WHAT IS ASKED:
Rewrite the lines that open with the line containing "Put a point on every instance of the aircraft nose." and close with the line containing "[(1083, 340), (914, 369)]", swapping "cabin window row" for "row of cabin windows" and leaving everything else unchanged.
--- Start of GIVEN ENTRIES ---
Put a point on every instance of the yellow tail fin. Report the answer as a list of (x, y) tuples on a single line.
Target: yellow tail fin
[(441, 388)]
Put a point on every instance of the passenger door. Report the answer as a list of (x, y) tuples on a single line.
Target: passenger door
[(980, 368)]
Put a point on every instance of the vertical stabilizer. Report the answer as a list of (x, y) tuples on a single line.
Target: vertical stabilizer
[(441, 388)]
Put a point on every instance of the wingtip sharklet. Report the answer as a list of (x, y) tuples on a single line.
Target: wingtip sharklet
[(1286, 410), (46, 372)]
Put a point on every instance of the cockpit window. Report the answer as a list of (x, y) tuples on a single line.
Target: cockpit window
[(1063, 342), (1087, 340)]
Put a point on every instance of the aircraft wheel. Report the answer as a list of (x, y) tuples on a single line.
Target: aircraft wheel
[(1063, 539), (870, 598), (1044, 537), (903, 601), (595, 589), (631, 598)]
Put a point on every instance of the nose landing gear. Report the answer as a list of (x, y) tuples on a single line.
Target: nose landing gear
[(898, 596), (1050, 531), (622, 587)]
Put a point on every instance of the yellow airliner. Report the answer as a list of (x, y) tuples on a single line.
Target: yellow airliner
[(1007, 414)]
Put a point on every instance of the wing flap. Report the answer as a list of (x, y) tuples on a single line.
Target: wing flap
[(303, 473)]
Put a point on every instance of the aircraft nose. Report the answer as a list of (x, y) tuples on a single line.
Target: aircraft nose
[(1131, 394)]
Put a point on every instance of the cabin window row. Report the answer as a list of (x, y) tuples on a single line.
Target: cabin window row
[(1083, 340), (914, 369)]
--- End of GIVEN ENTRIES ---
--- Start of GIVEN ENTRIES ---
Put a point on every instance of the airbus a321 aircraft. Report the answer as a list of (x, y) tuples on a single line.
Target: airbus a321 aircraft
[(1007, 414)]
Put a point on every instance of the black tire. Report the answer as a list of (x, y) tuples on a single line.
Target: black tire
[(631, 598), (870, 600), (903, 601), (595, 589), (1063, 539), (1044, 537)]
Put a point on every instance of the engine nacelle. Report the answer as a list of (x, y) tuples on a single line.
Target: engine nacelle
--- End of GIVEN ENTRIES ---
--- Start of GIVEN ENTRIES ---
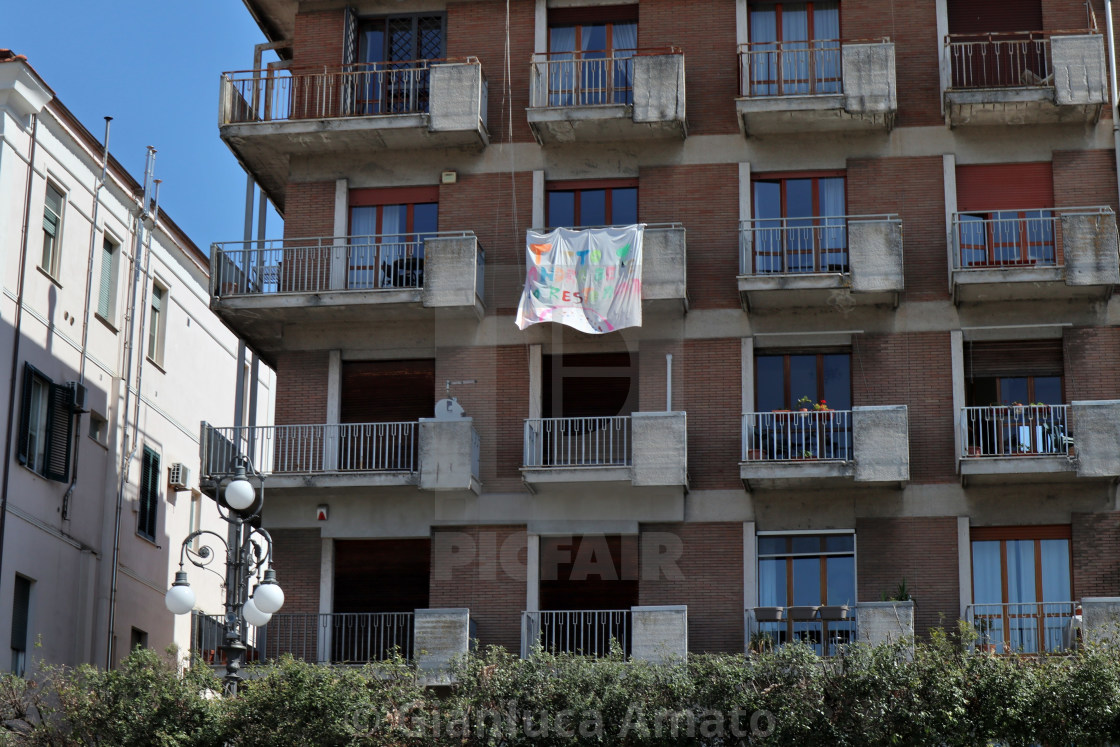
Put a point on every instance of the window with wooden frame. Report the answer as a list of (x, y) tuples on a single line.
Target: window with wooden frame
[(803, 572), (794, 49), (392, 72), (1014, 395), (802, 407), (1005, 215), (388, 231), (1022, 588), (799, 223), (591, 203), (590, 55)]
--- End of GIVEN ENTRIES ---
THE REPLY:
Put a point on every instance of the aircraft nose. Report the answer as a list of (x, y) tuples on a single line.
Target: aircraft nose
[(1131, 394)]
Put a point on every instance of the row of cabin windows. Report the answer as a list of (x, y) tuples on a single line.
Target: row of cabin windows
[(1083, 340), (914, 369)]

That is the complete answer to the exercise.